What is needed
Each line below should be written out again exactly.

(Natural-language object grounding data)
┄┄┄┄┄┄
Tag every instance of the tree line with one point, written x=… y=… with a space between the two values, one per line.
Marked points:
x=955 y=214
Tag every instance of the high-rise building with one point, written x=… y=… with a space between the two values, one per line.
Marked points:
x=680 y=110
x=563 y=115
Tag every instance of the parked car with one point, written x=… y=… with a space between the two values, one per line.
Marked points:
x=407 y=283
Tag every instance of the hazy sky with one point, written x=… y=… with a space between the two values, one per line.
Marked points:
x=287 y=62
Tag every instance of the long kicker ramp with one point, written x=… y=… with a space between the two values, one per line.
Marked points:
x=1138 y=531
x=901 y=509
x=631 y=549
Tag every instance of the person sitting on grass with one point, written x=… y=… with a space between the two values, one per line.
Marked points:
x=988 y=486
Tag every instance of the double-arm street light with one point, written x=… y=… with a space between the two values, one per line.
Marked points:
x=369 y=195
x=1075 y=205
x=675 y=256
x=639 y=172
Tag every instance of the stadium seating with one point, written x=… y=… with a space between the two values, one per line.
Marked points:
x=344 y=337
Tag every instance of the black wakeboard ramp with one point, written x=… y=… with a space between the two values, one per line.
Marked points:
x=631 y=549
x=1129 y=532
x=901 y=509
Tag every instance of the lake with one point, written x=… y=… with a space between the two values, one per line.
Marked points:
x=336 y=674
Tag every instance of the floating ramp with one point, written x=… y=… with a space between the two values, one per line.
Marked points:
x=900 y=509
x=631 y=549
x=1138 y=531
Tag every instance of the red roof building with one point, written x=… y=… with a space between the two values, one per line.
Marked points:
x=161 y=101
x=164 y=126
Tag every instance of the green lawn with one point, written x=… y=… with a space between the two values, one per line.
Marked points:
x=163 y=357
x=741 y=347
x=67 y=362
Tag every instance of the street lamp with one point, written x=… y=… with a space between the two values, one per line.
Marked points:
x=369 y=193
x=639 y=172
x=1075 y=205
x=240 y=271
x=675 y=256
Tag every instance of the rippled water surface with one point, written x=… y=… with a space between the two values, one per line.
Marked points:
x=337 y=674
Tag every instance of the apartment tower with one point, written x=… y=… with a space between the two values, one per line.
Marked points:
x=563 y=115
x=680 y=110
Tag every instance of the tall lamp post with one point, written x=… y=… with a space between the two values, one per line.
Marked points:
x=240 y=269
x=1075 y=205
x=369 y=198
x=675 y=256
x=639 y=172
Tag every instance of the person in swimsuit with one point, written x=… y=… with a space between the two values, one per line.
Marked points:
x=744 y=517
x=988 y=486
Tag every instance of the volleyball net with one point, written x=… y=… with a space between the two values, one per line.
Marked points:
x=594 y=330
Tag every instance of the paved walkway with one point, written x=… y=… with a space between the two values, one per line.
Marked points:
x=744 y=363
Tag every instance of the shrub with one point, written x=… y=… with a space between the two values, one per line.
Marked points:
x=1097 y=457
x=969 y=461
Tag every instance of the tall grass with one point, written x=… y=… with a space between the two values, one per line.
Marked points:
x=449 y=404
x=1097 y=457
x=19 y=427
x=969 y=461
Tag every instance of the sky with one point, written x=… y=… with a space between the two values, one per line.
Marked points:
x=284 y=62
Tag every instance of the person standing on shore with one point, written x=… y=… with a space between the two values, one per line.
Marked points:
┄┄┄┄┄┄
Task result
Tag every instance of the tree line with one point, written x=… y=… with a space between the two values, one per line.
Marked points:
x=955 y=214
Tag every instance of the high-rise building with one point, written x=… y=… with a space between the two values, one per line.
Marked points:
x=680 y=110
x=563 y=115
Tag every instance of the parked car with one point, written x=… y=… with a space between the two values, one per line.
Marked points:
x=407 y=283
Tag every instance of the hazy sky with one point, written x=… y=… with a space between the two values, one per line.
Marked points:
x=287 y=62
Tag every instance of the long kicker ramp with one point, written x=… y=… with a space between the two values, one per line.
Marked points:
x=1138 y=531
x=901 y=509
x=631 y=549
Tag every instance of the person sitting on grass with one point, written x=… y=… with a space between the two values, one per line.
Marked points:
x=988 y=486
Tag every instance of the double-arm street light with one point, written x=… y=… with a space between the two values, one per line.
Marked points:
x=369 y=195
x=1075 y=205
x=675 y=256
x=639 y=172
Tag every instance of the stadium seating with one point, written x=… y=… with a space between the two values, one per line.
Marked points:
x=344 y=337
Tag every instance of the black wakeboard ramp with one point, written x=… y=… with a space between the two values, one per line.
Marked points:
x=631 y=549
x=1129 y=532
x=901 y=509
Tag every instance of the lake with one point, written x=… y=… with a space between the two values, one per line.
Marked points:
x=336 y=674
Tag every instance of the floating ramp with one point, written x=… y=… with a space between the two values, one per line.
Marked points:
x=900 y=509
x=631 y=549
x=1138 y=531
Tag every instance of the red roof building with one point, written x=… y=… with a space between the two values, one per line.
Marked points:
x=161 y=101
x=164 y=126
Tag every instance of the green lawn with one point, written x=… y=… with a space between the two values, one per line.
Marked points:
x=163 y=357
x=741 y=347
x=67 y=362
Tag every instance of the street lamp with one point, written x=… y=… with a space between the two values, one per line.
Marked points:
x=369 y=193
x=639 y=172
x=1075 y=205
x=240 y=271
x=675 y=256
Tag every instance of the rippled water surface with one point, written x=… y=… with a space between the two values, one per line.
Marked points:
x=337 y=674
Tag every instance of the apartment tower with one point, written x=… y=… with a space between the two values, one per line.
Marked points:
x=563 y=115
x=680 y=110
Tag every instance of the tall lamp post with one point, written x=… y=… with a space between the two values, one per line.
Marked points:
x=240 y=269
x=1075 y=205
x=369 y=198
x=675 y=256
x=639 y=172
Tag every instance of the person in swimsuit with one point, written x=… y=… with a space between the two values, one per line.
Marked points:
x=744 y=517
x=988 y=486
Tag every instance of the volleyball net with one point, written x=… y=… with a space between the two values, one per line.
Marked points:
x=594 y=330
Tag every instance of the paved walkway with one point, written x=… y=… with a space between the two values, one per line.
Marked points:
x=744 y=363
Tag every instance of the shrub with one point, written x=… y=… with a space between the two values, one per line.
Marked points:
x=1097 y=457
x=969 y=461
Tag every instance of the tall grass with one point, written x=… y=… with a space between the two values, one per line.
Marked points:
x=449 y=404
x=1097 y=457
x=19 y=427
x=969 y=461
Tag every instance of the sky with one point, written x=… y=… with a space between the two values, one per line.
Marked points:
x=284 y=62
Tag every instance of the person standing on shore with one point, written x=… y=… with a space between the two values, one per line.
Marked points:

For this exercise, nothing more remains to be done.